> _Estratto del testo_:
--

REPUBBLICA DI MONTEFIORINO

Nino Colombari

 

 

    Nella primavera del 1944, come già in attività nelle province di Reggio Emilia e Bologna, il P.C.I. Modenese decise di creare un apparato militare sotto forma di bande armate e "gappiste’’ per la città, la bassa modenese e in diverse località dell’Appennino modenese. Per le zone di montagna venne scelto, quale comandante e responsabile politico, un comunista di Pavullo nel Frignano (MO) che assunse il nome di copertura "Armando’’ e diede vita alla Brigata Garibaldi Riveda.

        Nei mesi di giugno e luglio 1944 il Comando provinciale della G.N.R. di Modena decise di ritirare la Guardia Nazionale Repubblicana in molte località dell’Appennino modenese lasciando ai Carabinieri il controllo dell’ordine pubblico. Queste località dopo il ritiro del contingente della GNR vennero occupate dai partigiani comunisti comandati da Mario Ricci, detto "Armando’’.

--

> _Consegna 1_:
Elenchi tutti i centri abitati (città o paesi) citati per nome nel brano sulla Repubblica di Montefiorino, titolo compreso.
> _Consegna 2_:
Riporti parola per parola il passo del brano sulla Repubblica di Montefiorino da "Nella primavera del" a "Brigata Garibaldi Riveda.".

--

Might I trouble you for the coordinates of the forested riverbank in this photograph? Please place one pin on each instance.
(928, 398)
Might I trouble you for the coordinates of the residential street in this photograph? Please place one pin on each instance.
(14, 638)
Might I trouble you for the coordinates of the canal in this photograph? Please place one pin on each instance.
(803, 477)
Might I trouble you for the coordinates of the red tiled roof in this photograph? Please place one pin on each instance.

--

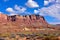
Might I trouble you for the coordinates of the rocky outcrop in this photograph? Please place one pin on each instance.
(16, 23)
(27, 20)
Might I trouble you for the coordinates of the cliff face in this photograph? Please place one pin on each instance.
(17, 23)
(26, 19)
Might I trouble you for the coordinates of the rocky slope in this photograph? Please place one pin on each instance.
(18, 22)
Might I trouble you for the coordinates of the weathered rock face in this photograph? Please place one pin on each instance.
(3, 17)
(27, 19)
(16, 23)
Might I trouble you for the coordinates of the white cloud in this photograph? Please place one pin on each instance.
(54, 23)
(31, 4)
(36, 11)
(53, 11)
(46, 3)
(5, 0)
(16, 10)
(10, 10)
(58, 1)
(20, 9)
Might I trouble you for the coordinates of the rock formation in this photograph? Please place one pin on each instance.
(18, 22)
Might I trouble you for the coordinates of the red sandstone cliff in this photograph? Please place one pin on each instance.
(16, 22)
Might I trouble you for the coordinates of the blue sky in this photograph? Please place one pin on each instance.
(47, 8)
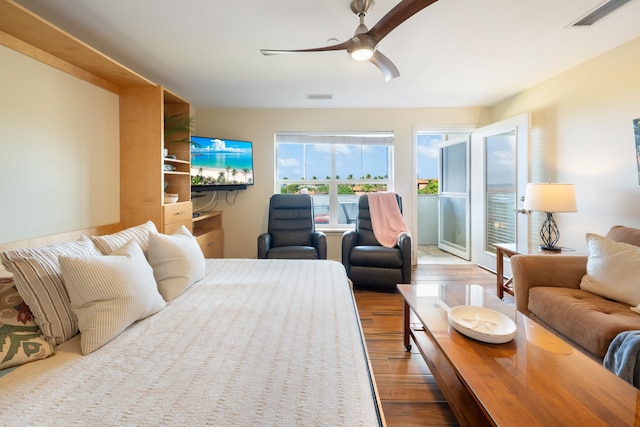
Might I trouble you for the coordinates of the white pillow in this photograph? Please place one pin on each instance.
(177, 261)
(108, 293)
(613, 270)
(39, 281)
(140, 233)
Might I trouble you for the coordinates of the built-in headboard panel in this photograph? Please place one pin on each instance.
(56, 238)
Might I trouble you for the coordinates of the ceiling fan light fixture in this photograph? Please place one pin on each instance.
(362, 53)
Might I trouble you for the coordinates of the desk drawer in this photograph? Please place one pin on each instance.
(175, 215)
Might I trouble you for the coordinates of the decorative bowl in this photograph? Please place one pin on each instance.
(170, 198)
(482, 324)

--

> _Risposta 1_:
Montefiorino, Reggio Emilia, Bologna, Pavullo nel Frignano, Modena

> _Risposta 2_:
Nella primavera del 1944, come già in attività nelle province di Reggio Emilia e Bologna, il P.C.I. Modenese decise di creare un apparato militare sotto forma di bande armate e "gappiste’’ per la città, la bassa modenese e in diverse località dell’Appennino modenese. Per le zone di montagna venne scelto, quale comandante e responsabile politico, un comunista di Pavullo nel Frignano (MO) che assunse il nome di copertura "Armando’’ e diede vita alla Brigata Garibaldi Riveda.